Give every entry again, word for word.
BEGIN
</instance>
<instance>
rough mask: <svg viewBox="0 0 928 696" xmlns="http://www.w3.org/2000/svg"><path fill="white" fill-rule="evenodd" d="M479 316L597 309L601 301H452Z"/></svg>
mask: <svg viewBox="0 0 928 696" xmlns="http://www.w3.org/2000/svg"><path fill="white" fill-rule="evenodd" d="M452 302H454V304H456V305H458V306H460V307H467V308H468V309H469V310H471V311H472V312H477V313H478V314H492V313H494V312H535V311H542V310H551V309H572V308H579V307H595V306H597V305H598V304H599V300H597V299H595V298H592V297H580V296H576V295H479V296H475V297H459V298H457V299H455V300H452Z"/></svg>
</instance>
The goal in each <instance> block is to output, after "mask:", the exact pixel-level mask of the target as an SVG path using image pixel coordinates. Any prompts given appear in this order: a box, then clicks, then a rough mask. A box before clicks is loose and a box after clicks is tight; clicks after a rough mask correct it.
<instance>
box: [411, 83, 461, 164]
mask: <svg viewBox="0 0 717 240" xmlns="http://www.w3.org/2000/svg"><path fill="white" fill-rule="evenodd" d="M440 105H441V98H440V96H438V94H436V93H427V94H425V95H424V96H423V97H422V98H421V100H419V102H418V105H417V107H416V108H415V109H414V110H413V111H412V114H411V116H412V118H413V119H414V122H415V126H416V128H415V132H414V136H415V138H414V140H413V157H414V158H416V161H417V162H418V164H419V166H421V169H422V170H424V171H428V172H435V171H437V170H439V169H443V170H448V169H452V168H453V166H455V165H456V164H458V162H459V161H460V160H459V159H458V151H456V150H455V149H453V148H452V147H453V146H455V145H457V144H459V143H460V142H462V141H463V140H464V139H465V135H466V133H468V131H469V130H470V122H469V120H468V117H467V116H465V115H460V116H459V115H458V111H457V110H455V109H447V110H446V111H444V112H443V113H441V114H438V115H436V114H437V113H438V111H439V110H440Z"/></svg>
END
__Exercise output__:
</instance>
<instance>
rough mask: <svg viewBox="0 0 928 696" xmlns="http://www.w3.org/2000/svg"><path fill="white" fill-rule="evenodd" d="M479 316L597 309L601 301H452Z"/></svg>
mask: <svg viewBox="0 0 928 696" xmlns="http://www.w3.org/2000/svg"><path fill="white" fill-rule="evenodd" d="M452 302H454V304H456V305H458V306H460V307H467V308H468V309H469V310H471V311H472V312H477V313H478V314H492V313H494V312H535V311H542V310H551V309H572V308H579V307H595V306H597V305H598V304H599V300H597V299H595V298H592V297H580V296H576V295H479V296H475V297H459V298H457V299H455V300H452Z"/></svg>
</instance>
The goal in each <instance> block is to output, after "mask:", the exact pixel-level mask of the target as an SVG path using image pixel coordinates. Any prompts given appear in this order: a box, then clicks, then a rough mask. A box before clicks is loose and a box after clicks is tight; clicks after a rough mask correct it.
<instance>
box: [411, 83, 461, 164]
mask: <svg viewBox="0 0 717 240" xmlns="http://www.w3.org/2000/svg"><path fill="white" fill-rule="evenodd" d="M440 105H441V98H440V96H438V94H436V93H427V94H425V95H424V96H423V97H422V98H421V100H419V102H418V105H417V107H416V108H415V109H414V110H413V111H412V114H411V116H412V118H413V119H414V122H415V126H416V128H415V132H414V136H415V138H414V140H413V157H414V158H416V161H417V162H418V164H419V166H421V169H422V170H424V171H428V172H435V171H437V170H439V169H443V170H448V169H452V168H453V166H455V165H456V164H458V162H459V161H460V160H459V159H458V151H456V150H455V149H453V148H452V147H453V146H455V145H457V144H459V143H460V142H462V141H463V140H464V139H465V135H466V133H468V131H469V130H470V122H469V120H468V117H467V116H465V115H460V116H459V115H458V111H457V110H455V109H447V110H446V111H444V112H443V113H441V114H438V115H436V114H437V113H438V111H439V110H440Z"/></svg>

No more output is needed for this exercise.